**JOB A**
Please answer these questions from the news text below on Pakistan and the Mumbai attacks, marking each answer (i), (ii) or (iii) to match:
(i) How many alleged masterminds of the assault has Pakistan arrested?
(ii) Which body branded Jamaat-ud-Dawa a front for Lashkar-e-Taiba?
(iii) In what kind of statement did Qureshi speak?
**JOB B**
Return, word for word, the part of the news text below on Pakistan and the Mumbai attacks that opens with the words containing "Islamabad: Pakistan pressed" and closes with "Jamaat-ud-Dawa on Friday.".

**PAGE TEXT**
════

Islamabad: Pakistan pressed India to share evidence from the Mumbai attacks, warning that any effort to prosecute key suspects rounded up in Pakistan will be hamstrung without it. Under pressure from the United States to avoid a crisis, Pakistan has arrested two alleged masterminds of the assault and continued its crackdown on Jamaat-ud-Dawa on Friday.
It clamped down on the Islamic charity after the United Nations branded it a front for Lashkar-e-Taiba, the powerful guerrilla group blamed by India for the Mumbai attacks.
Foreign Minister Shah Mehmood Qureshi said Friday that Pakistan firmly believed that its territory should not be used to commit any act of terrorism.
“However, our own investigations cannot proceed beyond a certain point without provision of credible information and evidence pertaining to Mumbai attacks,” Qureshi said in a televised statement.

════

**GIVEN ENTRIES**

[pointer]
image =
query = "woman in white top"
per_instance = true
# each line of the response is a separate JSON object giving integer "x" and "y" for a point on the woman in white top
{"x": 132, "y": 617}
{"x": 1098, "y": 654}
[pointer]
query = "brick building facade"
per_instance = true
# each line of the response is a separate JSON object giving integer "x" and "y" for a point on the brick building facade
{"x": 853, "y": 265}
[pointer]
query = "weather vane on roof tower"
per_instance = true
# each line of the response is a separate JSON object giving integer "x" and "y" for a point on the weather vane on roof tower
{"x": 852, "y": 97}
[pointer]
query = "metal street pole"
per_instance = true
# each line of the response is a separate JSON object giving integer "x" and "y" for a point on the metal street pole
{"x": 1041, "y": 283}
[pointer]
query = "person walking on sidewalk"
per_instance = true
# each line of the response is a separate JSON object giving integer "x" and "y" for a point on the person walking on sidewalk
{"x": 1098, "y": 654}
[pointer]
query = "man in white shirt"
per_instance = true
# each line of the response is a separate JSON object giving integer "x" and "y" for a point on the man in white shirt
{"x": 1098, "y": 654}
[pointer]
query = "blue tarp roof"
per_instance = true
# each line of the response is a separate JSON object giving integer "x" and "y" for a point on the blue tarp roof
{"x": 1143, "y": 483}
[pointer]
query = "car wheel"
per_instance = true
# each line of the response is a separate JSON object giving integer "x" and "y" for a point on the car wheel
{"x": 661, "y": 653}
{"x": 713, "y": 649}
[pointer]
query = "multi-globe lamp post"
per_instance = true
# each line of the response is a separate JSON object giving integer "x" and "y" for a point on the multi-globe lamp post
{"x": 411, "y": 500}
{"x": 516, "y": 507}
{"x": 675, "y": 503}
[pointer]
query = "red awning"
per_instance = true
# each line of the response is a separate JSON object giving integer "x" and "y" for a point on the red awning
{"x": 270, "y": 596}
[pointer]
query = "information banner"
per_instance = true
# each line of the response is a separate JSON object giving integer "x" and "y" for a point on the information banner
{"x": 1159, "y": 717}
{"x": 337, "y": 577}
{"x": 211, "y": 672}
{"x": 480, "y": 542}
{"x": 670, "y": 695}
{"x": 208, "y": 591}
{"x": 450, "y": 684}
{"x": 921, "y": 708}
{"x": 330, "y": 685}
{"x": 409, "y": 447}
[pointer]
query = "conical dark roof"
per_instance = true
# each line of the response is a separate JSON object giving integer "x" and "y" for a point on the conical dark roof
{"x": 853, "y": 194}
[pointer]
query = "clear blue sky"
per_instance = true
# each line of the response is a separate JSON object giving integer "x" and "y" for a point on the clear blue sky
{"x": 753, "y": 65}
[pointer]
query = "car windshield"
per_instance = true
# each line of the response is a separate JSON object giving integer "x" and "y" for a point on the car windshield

════

**RESPONSE A**
(i) Two.
(ii) The United Nations.
(iii) A televised statement.

**RESPONSE B**
Islamabad: Pakistan pressed India to share evidence from the Mumbai attacks, warning that any effort to prosecute key suspects rounded up in Pakistan will be hamstrung without it. Under pressure from the United States to avoid a crisis, Pakistan has arrested two alleged masterminds of the assault and continued its crackdown on Jamaat-ud-Dawa on Friday.